§ Excerpted data:
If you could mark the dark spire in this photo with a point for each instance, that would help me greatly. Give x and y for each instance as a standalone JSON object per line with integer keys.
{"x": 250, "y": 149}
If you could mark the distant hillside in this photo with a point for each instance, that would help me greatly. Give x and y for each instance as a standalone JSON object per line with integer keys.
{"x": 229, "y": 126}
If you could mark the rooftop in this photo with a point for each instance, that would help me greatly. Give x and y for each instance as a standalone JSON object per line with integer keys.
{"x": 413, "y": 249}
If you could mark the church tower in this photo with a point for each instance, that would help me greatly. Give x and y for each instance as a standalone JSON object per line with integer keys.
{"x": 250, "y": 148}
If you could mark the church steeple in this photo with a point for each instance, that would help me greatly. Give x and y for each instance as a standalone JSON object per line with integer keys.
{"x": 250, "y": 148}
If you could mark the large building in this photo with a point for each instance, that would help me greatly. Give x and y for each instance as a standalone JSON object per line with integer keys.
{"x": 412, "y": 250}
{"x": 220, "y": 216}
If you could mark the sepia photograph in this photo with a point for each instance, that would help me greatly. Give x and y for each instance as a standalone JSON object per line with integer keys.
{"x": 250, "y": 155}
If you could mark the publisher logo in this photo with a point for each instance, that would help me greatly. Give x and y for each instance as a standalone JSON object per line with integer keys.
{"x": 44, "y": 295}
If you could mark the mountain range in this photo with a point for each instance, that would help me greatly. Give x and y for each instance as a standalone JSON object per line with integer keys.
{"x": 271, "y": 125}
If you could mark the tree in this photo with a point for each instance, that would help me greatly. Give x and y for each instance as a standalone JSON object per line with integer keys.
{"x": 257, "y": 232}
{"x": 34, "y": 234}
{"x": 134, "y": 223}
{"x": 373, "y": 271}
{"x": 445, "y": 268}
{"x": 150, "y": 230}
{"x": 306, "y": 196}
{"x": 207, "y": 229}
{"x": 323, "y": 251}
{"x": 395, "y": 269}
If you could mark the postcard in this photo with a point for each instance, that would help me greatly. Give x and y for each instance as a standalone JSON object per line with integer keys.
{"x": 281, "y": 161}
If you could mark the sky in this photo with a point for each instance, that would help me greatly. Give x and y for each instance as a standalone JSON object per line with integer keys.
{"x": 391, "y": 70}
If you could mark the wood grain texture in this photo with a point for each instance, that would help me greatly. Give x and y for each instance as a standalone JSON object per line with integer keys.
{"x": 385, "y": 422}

...

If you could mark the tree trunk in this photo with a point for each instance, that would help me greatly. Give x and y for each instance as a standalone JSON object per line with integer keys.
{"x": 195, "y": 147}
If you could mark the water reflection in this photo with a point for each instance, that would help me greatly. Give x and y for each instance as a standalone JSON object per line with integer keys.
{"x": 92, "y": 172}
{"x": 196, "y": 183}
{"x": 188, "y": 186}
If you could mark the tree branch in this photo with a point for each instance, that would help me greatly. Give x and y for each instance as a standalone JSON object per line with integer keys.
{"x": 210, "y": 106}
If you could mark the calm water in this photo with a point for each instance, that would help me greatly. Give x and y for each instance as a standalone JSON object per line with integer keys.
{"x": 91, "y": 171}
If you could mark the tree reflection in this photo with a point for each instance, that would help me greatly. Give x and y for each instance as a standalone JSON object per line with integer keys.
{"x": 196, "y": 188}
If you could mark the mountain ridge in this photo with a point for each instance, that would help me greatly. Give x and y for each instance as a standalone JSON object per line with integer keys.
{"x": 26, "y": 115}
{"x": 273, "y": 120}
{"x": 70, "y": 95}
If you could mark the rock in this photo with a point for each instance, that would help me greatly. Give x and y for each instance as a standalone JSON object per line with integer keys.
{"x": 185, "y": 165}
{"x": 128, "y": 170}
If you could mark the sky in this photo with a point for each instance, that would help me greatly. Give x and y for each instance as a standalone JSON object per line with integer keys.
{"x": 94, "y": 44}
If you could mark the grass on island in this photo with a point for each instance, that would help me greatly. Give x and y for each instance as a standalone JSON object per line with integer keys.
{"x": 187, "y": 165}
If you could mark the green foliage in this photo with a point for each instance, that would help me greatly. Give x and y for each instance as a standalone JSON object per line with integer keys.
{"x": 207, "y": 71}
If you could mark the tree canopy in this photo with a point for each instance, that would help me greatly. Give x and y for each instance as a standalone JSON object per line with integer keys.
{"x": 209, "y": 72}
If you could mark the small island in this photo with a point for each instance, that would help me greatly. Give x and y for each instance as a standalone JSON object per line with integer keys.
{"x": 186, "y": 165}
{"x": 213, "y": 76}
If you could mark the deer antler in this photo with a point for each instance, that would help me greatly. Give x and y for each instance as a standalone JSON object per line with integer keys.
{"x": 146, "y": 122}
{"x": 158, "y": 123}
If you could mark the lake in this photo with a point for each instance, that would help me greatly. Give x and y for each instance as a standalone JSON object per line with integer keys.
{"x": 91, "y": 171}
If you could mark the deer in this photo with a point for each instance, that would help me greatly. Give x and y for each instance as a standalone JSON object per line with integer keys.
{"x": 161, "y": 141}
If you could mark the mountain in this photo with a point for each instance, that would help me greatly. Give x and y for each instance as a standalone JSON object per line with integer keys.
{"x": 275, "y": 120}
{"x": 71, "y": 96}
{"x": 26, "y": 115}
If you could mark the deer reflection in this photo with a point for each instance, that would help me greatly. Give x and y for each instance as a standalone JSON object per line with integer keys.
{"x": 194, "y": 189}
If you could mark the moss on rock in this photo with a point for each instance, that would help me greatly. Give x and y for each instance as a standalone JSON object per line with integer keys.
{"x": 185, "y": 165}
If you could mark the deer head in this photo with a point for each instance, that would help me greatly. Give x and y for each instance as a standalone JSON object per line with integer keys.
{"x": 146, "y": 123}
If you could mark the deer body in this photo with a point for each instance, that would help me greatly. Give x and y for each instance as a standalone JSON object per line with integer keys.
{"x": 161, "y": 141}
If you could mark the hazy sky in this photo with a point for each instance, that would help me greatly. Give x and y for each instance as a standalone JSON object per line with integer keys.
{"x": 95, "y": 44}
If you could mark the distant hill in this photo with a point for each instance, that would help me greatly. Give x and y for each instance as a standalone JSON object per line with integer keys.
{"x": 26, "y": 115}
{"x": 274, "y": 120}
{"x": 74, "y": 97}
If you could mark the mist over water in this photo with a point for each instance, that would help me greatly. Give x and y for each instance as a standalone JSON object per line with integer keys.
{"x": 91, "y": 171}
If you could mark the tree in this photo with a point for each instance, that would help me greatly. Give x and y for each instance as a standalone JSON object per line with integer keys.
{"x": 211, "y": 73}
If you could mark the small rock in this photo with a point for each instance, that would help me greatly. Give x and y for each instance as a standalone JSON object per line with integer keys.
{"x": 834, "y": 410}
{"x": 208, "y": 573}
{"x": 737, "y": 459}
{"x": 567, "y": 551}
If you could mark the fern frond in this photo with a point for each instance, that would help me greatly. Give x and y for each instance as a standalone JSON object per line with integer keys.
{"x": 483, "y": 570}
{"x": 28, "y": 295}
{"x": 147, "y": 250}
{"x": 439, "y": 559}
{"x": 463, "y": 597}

§ What needs to be done:
Show every line in the listing above that contains the string "rock".

§ Final answer:
If you could mark the rock in this photo with a point for each instance, that would help me greatly. Give x and y for each instance as a standalone JSON object per line with integer keys.
If you could mark the moss on rock in this photo with a point for each instance, that would help me greatly. Give x and y for each instance as a standalone JSON object per line with integer keys.
If you could mark the small rock in this photo with a point for each instance, that would help me greatly. Give x and y for each instance as a standalone JSON object per line with integer keys.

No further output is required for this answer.